§ WHAT THE TASK REQUIRES: Would you please output the lines from the one holding "Query: balloon" to the end of the entries, exactly and with no others?

[Records excerpted from a collection]
== Segment start ==

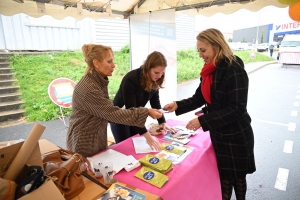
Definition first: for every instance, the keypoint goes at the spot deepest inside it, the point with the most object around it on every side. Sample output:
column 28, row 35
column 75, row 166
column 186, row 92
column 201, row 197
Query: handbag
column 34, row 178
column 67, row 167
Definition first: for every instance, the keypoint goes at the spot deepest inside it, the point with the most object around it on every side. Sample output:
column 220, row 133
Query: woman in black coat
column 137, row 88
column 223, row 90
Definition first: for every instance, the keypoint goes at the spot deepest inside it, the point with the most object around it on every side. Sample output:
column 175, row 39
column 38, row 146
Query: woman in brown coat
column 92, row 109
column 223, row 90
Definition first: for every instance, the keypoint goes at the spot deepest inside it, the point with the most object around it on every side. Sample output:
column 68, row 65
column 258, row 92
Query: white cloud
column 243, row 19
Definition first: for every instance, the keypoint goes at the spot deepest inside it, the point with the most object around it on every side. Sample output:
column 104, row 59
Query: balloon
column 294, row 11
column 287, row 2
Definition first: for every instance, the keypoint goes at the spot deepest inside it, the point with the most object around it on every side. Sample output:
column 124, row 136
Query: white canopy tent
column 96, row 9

== Segment end ==

§ WRITTEN ANSWER:
Query: balloon
column 294, row 11
column 287, row 2
Definition first: for every instance, the keypoint goes at the spot deepest inside it, the point with the most object around it on every side. Sample output:
column 124, row 136
Query: white canopy tent
column 96, row 9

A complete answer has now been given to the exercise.